DOCUMENT
⁂
And also this part of about the heretics is the very enlightening:

I guest The Zeitgeist movement is the new manifestation of the heretic movement.
Thanks, Sugetsu. I see the Zeitgeist movement as one of many "heretic" movements (Occupy being another). I applaud their vision of a future society, and certainly see that as a possibility in the future.

It seems to me that heterodox economists have long been thinking about different ways to structure economies in ways which will provide equality, but only orthodox economists have been given voice in the media as they serve the wealthy elite (here is one heterodox economist, Paul D. Fernhout, who discusses a resource-based economy as well as other types of possible economies: http://www.artificialscarcity.com/).

I personally think these things are all very viable to implement, but as you may have gathered from my previous link I believe we are locked in this capitalist power structure (now in the form of a corporate empire) whether we like it or not. As a result, I don't think that the wealthy elite will just hand-over power without some kind of resitance/revoltion from below. As in history and still now, egalitarian movements or people's movements have always been the opposing force. In America the left has been greatly weakened since the red scare (I strongly recommend reading books by John Hedges especially Death of the Liberal Class). People irrationally fear or are skeptical any kind of socialism in the US because propagandists were very successful in obfuscating Russian communism with real socialism and were therefore able to weaken the left which functioned to protect the working class from corporate exploitation.

In any case, I do think American culture is in decline and it is not by accident. It is a corporate culture aimed at distracting the average American citizen from the fact that the US has undergone a corporate takeover.
⁂
GIVEN REQUEST
Answer these questions about the comment above:
(a) What movement, besides Zeitgeist, does the comment call another "heretic" movement?
(b) Which heterodox economist does it name?
(c) What book does it especially recommend?
⁂
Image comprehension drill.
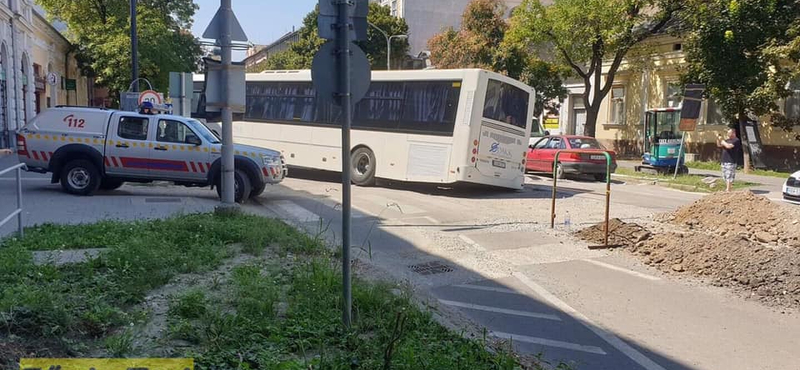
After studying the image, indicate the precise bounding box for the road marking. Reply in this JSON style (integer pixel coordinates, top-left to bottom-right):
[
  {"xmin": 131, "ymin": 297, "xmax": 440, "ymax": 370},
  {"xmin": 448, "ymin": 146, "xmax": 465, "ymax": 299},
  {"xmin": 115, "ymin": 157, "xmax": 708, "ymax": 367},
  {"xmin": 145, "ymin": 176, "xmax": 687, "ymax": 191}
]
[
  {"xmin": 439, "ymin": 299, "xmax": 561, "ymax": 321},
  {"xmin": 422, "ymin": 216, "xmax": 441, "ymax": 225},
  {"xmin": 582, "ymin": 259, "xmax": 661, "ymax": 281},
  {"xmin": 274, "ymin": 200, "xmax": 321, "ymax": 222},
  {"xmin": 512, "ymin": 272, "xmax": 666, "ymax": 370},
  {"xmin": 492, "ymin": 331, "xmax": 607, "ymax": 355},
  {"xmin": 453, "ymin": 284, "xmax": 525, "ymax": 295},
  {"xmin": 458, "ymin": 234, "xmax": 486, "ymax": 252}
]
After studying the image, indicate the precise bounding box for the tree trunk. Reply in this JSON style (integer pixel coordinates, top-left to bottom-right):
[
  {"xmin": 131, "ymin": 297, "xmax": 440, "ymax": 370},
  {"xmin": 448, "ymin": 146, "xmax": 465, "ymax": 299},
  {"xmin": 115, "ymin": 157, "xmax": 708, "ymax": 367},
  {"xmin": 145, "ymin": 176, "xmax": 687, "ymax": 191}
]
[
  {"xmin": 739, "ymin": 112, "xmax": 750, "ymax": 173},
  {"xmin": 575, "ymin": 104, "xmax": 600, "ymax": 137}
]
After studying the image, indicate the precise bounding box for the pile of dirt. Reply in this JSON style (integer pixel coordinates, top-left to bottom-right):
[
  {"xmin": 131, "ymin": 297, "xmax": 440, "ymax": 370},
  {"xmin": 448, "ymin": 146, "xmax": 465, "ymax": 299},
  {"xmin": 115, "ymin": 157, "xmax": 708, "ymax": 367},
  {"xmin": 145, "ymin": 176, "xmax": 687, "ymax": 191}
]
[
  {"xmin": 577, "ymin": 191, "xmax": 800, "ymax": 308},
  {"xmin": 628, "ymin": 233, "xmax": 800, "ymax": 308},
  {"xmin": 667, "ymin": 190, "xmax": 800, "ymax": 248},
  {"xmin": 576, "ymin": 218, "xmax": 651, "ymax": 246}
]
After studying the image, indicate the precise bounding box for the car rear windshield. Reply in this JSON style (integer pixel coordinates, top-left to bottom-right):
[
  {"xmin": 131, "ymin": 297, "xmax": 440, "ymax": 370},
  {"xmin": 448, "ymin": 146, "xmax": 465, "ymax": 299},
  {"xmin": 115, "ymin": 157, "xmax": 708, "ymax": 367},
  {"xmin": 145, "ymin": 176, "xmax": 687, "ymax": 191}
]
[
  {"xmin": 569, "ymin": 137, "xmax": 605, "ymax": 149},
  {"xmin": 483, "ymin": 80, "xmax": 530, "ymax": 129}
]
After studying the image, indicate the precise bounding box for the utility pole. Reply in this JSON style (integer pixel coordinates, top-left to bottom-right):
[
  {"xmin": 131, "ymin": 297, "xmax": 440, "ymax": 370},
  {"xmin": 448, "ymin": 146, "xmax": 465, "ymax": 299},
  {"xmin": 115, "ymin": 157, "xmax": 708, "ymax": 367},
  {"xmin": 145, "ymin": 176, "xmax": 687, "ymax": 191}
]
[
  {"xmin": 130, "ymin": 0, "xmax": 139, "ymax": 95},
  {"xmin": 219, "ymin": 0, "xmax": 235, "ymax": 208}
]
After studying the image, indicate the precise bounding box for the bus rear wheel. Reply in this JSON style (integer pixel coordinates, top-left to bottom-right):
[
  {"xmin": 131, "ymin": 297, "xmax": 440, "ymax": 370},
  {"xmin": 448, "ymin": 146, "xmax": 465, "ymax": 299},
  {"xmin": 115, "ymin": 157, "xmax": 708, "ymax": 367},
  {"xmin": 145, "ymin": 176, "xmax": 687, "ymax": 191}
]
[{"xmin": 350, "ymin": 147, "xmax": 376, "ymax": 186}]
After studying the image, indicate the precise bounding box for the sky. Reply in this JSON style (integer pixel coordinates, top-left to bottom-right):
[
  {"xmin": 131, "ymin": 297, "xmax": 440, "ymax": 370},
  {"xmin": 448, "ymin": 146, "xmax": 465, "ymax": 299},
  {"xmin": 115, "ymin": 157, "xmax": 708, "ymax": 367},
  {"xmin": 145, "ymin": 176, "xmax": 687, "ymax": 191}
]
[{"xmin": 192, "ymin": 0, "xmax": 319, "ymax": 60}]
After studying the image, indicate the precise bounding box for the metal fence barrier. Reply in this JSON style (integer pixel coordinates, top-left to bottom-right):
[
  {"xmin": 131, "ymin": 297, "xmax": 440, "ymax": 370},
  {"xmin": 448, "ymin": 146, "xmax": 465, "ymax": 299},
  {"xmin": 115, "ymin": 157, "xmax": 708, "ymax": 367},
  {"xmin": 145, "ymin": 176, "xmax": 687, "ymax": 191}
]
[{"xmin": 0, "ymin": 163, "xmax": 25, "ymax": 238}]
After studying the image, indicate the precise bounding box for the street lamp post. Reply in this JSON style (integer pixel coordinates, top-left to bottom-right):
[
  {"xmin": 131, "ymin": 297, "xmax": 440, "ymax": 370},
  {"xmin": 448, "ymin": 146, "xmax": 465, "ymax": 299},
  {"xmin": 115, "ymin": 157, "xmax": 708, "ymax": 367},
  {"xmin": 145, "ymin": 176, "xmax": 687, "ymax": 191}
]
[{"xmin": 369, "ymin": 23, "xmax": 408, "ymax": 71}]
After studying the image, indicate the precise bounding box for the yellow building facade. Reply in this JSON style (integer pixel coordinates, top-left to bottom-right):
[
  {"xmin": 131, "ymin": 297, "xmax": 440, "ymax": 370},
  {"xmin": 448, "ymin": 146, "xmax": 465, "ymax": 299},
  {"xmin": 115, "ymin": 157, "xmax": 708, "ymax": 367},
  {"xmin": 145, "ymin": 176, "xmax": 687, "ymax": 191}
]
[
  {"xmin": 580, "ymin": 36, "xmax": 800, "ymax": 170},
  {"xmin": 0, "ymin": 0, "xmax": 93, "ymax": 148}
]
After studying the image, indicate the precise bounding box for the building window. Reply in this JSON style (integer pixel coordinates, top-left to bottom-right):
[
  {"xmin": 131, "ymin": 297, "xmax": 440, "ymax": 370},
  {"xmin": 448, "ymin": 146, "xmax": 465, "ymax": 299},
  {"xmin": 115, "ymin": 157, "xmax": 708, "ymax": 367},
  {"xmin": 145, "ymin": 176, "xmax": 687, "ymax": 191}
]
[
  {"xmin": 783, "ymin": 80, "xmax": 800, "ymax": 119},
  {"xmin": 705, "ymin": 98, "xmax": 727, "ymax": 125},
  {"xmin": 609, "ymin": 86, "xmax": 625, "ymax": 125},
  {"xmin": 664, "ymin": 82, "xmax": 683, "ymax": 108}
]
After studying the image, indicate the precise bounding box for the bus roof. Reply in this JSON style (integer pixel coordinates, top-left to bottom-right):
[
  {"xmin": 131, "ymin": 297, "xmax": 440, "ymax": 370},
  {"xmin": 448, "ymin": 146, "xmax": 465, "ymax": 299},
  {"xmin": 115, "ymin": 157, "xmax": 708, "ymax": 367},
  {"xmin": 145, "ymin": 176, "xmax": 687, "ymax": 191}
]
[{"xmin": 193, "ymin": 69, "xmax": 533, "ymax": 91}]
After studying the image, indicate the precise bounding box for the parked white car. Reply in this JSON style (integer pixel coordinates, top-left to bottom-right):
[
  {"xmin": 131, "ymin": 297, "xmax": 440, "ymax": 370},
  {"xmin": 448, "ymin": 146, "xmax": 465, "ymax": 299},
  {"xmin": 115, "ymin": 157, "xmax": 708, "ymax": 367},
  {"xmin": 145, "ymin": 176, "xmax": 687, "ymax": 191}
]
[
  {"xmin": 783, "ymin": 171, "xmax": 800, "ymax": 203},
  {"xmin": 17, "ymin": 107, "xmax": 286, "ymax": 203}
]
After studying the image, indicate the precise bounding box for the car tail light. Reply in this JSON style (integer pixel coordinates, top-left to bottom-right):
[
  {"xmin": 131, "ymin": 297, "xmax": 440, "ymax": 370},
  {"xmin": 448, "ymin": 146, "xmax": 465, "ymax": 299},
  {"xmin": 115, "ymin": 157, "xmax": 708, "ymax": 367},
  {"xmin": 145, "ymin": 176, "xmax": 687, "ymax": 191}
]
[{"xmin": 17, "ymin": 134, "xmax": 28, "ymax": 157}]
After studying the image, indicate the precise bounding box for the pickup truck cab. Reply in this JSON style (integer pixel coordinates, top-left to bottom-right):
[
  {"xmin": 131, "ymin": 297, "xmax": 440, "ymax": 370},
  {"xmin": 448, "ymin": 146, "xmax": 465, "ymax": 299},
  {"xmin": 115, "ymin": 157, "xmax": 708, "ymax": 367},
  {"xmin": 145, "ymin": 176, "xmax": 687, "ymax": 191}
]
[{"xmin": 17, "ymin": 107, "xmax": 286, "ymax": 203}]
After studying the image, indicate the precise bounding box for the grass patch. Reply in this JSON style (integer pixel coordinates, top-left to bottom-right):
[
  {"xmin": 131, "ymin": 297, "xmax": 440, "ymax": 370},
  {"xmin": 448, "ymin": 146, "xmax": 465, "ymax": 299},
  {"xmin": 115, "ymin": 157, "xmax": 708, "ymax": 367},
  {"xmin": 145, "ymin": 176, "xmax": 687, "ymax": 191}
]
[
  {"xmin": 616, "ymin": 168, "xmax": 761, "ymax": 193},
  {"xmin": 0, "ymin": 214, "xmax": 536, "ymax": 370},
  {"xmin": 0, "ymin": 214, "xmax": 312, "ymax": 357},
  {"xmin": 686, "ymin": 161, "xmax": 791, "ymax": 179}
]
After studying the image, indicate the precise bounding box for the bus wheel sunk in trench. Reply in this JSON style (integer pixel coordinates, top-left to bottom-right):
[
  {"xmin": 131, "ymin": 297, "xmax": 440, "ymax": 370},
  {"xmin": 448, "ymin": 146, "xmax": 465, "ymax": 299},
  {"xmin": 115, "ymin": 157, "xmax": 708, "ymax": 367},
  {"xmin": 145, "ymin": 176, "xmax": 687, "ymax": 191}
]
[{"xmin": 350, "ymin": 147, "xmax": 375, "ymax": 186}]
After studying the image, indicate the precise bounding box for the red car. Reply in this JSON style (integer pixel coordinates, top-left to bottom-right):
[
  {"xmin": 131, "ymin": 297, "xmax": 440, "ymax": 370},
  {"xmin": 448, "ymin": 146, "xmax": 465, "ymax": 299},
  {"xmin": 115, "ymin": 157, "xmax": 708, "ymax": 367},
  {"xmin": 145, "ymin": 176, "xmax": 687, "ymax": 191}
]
⁂
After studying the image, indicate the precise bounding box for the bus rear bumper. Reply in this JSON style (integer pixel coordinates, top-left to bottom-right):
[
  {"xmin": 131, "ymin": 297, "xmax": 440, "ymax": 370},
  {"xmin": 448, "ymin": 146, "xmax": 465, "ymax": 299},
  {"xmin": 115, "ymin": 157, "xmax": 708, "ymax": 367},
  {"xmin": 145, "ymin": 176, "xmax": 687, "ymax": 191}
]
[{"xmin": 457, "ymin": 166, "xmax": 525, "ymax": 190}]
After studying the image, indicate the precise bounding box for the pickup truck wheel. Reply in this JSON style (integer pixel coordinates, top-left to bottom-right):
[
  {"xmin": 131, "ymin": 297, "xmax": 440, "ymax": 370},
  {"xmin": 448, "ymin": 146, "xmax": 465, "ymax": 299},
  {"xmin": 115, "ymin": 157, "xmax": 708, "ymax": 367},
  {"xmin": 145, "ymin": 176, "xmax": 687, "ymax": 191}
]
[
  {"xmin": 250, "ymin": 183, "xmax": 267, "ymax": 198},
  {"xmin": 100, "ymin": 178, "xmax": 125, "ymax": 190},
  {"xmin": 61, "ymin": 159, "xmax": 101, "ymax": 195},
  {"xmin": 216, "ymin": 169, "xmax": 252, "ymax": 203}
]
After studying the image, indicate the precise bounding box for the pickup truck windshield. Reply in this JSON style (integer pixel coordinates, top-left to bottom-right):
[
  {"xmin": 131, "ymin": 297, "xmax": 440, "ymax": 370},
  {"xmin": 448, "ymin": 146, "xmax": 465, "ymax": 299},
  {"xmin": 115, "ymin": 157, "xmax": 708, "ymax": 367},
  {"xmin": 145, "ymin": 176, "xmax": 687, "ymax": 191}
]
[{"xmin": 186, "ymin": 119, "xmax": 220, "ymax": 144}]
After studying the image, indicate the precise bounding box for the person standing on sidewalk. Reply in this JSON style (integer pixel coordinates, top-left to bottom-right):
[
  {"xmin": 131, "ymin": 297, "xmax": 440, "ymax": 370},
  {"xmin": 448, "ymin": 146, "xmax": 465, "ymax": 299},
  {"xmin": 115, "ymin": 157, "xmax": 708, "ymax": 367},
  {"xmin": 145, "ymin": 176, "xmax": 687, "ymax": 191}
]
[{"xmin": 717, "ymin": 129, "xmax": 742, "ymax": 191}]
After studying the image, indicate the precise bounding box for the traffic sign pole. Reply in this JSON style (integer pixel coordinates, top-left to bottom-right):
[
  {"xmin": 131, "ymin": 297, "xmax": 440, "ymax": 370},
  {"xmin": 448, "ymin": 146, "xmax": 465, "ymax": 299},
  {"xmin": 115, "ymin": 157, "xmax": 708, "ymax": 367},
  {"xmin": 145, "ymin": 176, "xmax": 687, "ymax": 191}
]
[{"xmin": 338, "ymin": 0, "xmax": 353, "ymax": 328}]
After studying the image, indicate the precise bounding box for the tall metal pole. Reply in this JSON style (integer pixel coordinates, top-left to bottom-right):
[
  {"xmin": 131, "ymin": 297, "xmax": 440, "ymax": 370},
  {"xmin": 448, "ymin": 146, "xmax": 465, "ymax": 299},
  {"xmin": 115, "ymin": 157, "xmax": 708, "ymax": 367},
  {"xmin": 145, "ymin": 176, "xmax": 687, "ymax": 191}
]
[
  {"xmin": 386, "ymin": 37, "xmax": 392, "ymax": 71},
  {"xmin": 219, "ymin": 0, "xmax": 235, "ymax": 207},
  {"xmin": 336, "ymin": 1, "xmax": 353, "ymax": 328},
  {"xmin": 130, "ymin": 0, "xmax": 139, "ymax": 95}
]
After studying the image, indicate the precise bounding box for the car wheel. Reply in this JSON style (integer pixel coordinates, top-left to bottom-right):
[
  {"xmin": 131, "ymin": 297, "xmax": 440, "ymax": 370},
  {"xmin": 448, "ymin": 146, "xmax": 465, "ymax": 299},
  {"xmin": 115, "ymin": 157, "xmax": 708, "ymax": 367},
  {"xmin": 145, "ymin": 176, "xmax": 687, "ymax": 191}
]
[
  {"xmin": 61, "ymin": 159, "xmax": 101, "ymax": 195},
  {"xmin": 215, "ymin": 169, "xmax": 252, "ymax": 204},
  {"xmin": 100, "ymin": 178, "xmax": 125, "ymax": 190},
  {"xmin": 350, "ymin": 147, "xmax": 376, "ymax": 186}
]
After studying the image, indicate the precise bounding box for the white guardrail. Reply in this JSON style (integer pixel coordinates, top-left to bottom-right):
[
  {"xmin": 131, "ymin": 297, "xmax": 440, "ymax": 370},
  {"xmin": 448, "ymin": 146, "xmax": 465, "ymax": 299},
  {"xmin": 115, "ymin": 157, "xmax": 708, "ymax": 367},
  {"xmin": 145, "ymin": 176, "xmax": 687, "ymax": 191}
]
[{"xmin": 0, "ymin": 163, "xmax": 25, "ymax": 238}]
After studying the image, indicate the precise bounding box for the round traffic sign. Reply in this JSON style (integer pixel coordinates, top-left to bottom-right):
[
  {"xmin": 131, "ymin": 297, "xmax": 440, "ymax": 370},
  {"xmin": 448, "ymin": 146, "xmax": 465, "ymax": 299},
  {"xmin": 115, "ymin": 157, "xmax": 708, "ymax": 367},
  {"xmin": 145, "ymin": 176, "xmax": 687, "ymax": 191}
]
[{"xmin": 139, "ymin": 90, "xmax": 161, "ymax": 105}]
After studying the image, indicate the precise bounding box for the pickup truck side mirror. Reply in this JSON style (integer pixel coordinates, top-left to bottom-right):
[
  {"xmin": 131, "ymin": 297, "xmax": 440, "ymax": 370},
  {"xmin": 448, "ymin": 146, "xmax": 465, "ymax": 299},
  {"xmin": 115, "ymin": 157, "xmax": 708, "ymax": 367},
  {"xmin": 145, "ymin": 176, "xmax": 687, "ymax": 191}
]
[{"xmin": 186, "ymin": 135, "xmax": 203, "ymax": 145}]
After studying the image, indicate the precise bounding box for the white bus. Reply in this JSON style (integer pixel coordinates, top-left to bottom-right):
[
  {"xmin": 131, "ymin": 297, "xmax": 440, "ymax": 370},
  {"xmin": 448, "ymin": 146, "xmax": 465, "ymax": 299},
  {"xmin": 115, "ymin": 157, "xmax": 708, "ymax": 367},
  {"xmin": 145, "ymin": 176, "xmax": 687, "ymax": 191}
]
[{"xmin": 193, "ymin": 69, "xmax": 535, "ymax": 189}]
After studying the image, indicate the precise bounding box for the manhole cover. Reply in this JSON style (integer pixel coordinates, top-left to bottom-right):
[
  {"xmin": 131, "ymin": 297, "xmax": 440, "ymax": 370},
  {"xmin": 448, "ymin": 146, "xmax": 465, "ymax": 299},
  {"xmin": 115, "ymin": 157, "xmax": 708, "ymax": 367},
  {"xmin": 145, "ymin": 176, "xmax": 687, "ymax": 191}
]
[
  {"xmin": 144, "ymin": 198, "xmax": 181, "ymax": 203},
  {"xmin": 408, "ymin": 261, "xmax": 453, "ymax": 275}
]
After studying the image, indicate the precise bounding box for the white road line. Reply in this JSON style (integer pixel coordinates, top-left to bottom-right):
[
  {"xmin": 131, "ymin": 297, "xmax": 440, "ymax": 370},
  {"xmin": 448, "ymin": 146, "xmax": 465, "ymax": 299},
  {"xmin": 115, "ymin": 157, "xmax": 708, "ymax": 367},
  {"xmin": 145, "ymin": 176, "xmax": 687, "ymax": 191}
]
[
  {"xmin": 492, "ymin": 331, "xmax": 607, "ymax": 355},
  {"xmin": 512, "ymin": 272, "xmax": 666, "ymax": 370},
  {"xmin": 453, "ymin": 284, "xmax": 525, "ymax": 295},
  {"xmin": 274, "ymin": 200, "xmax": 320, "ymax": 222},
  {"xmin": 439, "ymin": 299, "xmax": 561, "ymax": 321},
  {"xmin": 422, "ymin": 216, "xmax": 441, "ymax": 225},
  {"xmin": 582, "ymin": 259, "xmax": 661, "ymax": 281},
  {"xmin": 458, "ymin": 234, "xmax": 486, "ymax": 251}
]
⁂
EXERCISE OUTPUT
(a) Occupy
(b) Paul D. Fernhout
(c) Death of the Liberal Class